WORK TO BE COMPLETED
Every line of the data is to be transcribed as it stands.
══ PROVIDED DATA ══
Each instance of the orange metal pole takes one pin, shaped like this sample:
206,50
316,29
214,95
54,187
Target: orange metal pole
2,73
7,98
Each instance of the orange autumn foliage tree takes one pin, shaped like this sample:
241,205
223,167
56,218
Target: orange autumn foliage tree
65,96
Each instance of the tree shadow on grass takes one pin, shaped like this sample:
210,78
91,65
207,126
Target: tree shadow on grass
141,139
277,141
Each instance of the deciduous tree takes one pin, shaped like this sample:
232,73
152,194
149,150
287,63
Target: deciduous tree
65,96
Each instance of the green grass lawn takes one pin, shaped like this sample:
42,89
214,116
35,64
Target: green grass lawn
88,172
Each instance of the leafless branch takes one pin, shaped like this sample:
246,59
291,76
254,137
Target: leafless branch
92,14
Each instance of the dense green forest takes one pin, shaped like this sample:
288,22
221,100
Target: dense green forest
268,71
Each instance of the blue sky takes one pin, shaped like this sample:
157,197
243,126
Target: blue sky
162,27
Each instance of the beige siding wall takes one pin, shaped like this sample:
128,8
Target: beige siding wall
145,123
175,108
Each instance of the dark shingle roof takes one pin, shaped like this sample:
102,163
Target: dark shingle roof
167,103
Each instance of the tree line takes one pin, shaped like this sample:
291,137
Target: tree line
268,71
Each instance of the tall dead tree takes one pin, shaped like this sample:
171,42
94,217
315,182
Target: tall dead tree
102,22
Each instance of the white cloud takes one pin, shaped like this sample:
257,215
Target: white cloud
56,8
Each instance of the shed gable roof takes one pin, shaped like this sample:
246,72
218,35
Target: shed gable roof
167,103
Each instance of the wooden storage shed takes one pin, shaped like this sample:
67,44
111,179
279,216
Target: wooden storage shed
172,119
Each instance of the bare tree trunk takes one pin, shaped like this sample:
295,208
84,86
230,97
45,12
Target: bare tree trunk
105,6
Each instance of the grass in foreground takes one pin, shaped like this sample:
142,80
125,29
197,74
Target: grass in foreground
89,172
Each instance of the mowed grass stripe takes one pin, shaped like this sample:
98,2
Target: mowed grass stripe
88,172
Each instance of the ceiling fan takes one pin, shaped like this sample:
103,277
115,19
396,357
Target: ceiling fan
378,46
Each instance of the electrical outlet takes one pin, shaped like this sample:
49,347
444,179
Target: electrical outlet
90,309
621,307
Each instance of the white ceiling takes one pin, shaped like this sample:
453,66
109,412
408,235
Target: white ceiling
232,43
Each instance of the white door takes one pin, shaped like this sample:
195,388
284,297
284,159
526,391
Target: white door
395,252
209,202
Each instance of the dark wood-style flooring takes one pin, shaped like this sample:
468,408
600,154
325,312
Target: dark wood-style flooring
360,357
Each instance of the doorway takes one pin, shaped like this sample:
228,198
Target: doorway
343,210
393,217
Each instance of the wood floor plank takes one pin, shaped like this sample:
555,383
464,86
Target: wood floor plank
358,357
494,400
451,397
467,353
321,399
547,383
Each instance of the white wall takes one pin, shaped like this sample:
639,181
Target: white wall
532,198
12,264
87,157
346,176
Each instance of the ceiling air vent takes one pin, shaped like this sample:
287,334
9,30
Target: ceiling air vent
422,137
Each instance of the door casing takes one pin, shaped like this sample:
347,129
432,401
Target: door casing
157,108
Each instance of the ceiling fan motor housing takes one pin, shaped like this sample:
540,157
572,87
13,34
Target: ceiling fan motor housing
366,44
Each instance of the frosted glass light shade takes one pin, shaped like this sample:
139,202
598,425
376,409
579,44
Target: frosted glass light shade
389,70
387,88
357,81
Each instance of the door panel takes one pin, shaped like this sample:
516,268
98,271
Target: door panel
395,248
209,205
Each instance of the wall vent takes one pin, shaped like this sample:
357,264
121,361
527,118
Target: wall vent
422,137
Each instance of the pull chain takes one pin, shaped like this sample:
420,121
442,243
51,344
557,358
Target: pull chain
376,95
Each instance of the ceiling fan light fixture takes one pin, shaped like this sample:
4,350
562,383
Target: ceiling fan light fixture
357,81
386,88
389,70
═══
SOLUTION TO THIS PROBLEM
Each instance of the orange metal pole takes one pin, shaped like this sample:
206,50
316,29
214,95
54,187
Target: orange metal pole
2,73
7,98
Each instance of the orange autumn foliage tree takes one pin, shaped like this sample:
241,205
223,167
56,218
Target: orange autumn foliage tree
65,96
Each instance of the tree shadow on grass takes one pin, shaped like this sample:
210,78
91,65
207,126
Target: tree shadow on grass
141,139
277,141
Each instance of the deciduous tree takes one pin, shaped like this sample:
232,73
152,194
149,150
287,63
Target: deciduous tree
65,96
Each instance of the green grass lawn takes one pin, shaped like this sample:
42,89
214,116
35,64
Target: green grass lawn
88,172
Each instance of the leafless branch takes one pin, shaped like this sample:
246,59
291,76
254,137
Target: leafless branch
92,14
Each instance of the dense green forest takes one pin, shaped like this sample:
288,22
221,100
Target: dense green forest
268,71
Each instance of the blue sky takes one pin, shaped like this sample:
157,197
243,126
Target: blue sky
162,27
Each instance of the beige siding wall takes one pin, shaped like this sample:
128,8
Target: beige siding wall
145,123
175,108
Each instance of the dark shingle roof takes one pin, shaped like this sample:
102,163
Target: dark shingle roof
167,103
Each instance of the tree line takes one pin, shaped like this sample:
291,137
Target: tree line
268,71
Each instance of the tall dead tree takes one pin, shaped like this sample:
171,42
94,217
315,182
Target: tall dead tree
102,22
Each instance of the white cloud takes one pin, shaped like this sample:
257,215
Target: white cloud
56,8
Each instance of the shed gable roof takes one pin, shaped like this sample:
246,72
218,35
Target: shed gable roof
167,103
Each instance of the wooden storage shed takes one pin, shaped like this sample:
67,44
111,179
279,216
Target: wooden storage shed
172,119
Each instance of the bare tree trunk takes one pin, shaped like this sample:
295,208
84,86
230,97
45,12
Target: bare tree trunk
105,6
Each instance of the grass in foreground takes one pin, shaped like this sample:
142,80
125,29
197,74
Target: grass in foreground
89,172
Each instance of the mowed grass stripe takes one pin, shaped like this sample:
98,2
Target: mowed grass stripe
88,172
Each instance of the ceiling fan takes one pin, shaped like this sample:
103,277
115,19
396,357
Target: ceiling fan
378,46
Each instance of the electrical outlet takes one pin, shaped like this sample:
49,347
444,179
Target: electrical outlet
90,309
621,307
Each instance of the white ceiling takes one pin, shaped like this sample:
453,66
109,412
408,235
Target: white ceiling
232,43
Each instance of the white door takes one pin, shaped like this sample:
195,388
284,297
284,159
526,391
Target: white door
395,252
209,202
Each instance of the dark wood-style flooring takes one pin, shaped like this sample:
468,408
600,154
325,312
Target: dark wood-style flooring
360,357
Each instance of the doorway takes one pin, shaped like this sample:
228,198
Target: doorway
343,210
393,217
Each instance of the wood floor plank takes one pin, shaped like this sample:
555,383
464,86
Target: wood floor plank
358,357
494,400
451,397
467,353
321,399
547,383
Each instance of the white wall takes one pin, shaped like this sample:
639,181
Target: white wall
532,198
12,264
87,157
346,176
Each instance of the ceiling air vent takes one pin, shaped like this sample:
287,334
9,30
Target: ceiling air vent
422,137
Each instance of the door casing takes one pin, shaped like this sample:
347,129
432,401
Target: door casing
157,108
Each instance of the ceiling fan motor housing takes one pin, shaped like this sample:
540,157
572,87
13,34
Target: ceiling fan motor housing
366,44
Each instance of the frosted glass light shade takes one pin, shaped like this sample:
139,202
598,425
376,409
579,44
Target: frosted glass light shade
389,70
387,88
357,81
Each instance of the door panel takes one pin, shaped like this sample:
516,268
98,271
Target: door panel
395,248
209,205
Each instance of the wall vent takes one pin, shaped like this sample:
357,264
121,361
527,118
Target: wall vent
422,137
Each instance of the pull chain takes one pin, shaped like this sample:
420,121
442,243
51,344
557,358
Target: pull chain
376,95
Each instance of the ceiling fan light fixture takes one pin, shaped like this sample:
4,350
562,383
Target: ceiling fan light fixture
357,81
386,88
389,70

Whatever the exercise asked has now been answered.